━━━ Text block

The question isn’t entirely settled, but some lawyers and employee advocates assume that a worker who cobbles together jobs from various sources or uses an online platform to pick up some extra cash is treated like an entrepreneur or business for antitrust purposes. They say that means gig worker groups, like a new guild for New York Uber drivers, may wind up operating as something of a company-sponsored employee organization.
Advocates hope Congress will eventually tweak existing laws to give gig workers a stronger collective voice. Still, many don’t expect the groups that spawn from those changes to look very much like traditional labor unions.
“The worker collectives that emerge if there are changes in the law will be a lot less rigid than some of the unions have been,” Arun Sundararajan, a business professor at New York University and author of a book on “crowd-based capitalism,” told Bloomberg BNA. “The workers might have certain shared objectives, but it’s not the same as a group of people on an assembly line.”

━━━━━━
━━━ Provided data

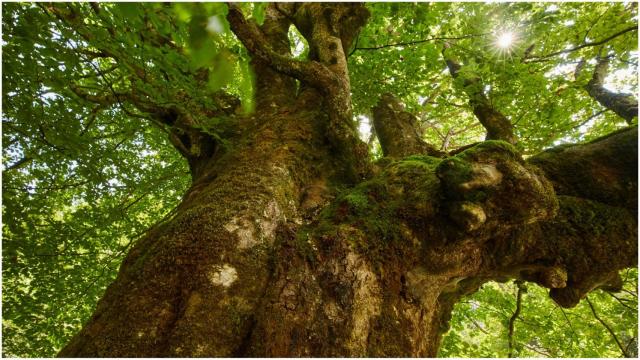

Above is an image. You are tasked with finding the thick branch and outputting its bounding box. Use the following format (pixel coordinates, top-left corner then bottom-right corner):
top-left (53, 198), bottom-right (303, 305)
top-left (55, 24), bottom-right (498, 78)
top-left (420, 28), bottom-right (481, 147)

top-left (585, 57), bottom-right (638, 124)
top-left (227, 4), bottom-right (339, 90)
top-left (528, 126), bottom-right (638, 213)
top-left (442, 47), bottom-right (517, 144)
top-left (372, 94), bottom-right (441, 158)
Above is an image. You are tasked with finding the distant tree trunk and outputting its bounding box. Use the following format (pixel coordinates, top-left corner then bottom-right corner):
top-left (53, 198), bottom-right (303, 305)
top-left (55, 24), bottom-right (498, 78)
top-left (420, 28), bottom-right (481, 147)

top-left (586, 57), bottom-right (638, 124)
top-left (59, 3), bottom-right (637, 357)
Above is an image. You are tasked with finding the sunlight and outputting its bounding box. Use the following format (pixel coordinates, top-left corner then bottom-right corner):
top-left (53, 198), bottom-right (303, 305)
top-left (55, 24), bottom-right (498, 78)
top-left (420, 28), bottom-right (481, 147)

━━━━━━

• Given exercise 1: Repeat from the records the part that opens with the line containing "Above is an image. You are tasked with finding the distant" and closes with the line containing "top-left (59, 3), bottom-right (637, 357)", including both of those lines.
• Given exercise 2: Pick up the passage on gig worker collectives and antitrust law from its last sentence and continue it.

• Reply 1:
Above is an image. You are tasked with finding the distant tree trunk and outputting its bounding box. Use the following format (pixel coordinates, top-left corner then bottom-right corner):
top-left (53, 198), bottom-right (303, 305)
top-left (55, 24), bottom-right (498, 78)
top-left (420, 28), bottom-right (481, 147)

top-left (586, 57), bottom-right (638, 124)
top-left (59, 3), bottom-right (637, 357)

• Reply 2:
Courts have for decades been grappling with the tension between antitrust laws banning concerted activities that restrain commerce and the National Labor Relations Act, which protects workers’ right to band together and negotiate the terms and conditions of their jobs with an employer. The compromise that they’ve reached is already being tested by nonunion worker organizations.
“This is probably one of the most complicated areas of labor law,” Steven Wheeless, a partner at Steptoe & Johnson in Phoenix, told Bloomberg BNA. Wheeless said courts have generally responded by creating a broad antitrust exception for labor unions, but added that the limits of that exception are still not clear.
The Sherman Act, which first became law all the way back in 1890, generally bars price-fixing and other forms of collusion in which businesses agree to do something that restricts the free flow of trade and commerce. It was designed to combat monopolies and curb business practices that impede competition.
The law was updated nearly a quarter century later—via the Clayton Act—to specifically exempt labor organizations bargaining on behalf of the workers they represent. It also provides a safe harbor for other union activity, like picketing, strikes and other work stoppages.
Wheeless said courts have interpreted the antitrust laws, combined with separate limits on judicial involvement in labor disputes, to exempt “a labor organization that acts as a labor organization in the furtherance of its goals.”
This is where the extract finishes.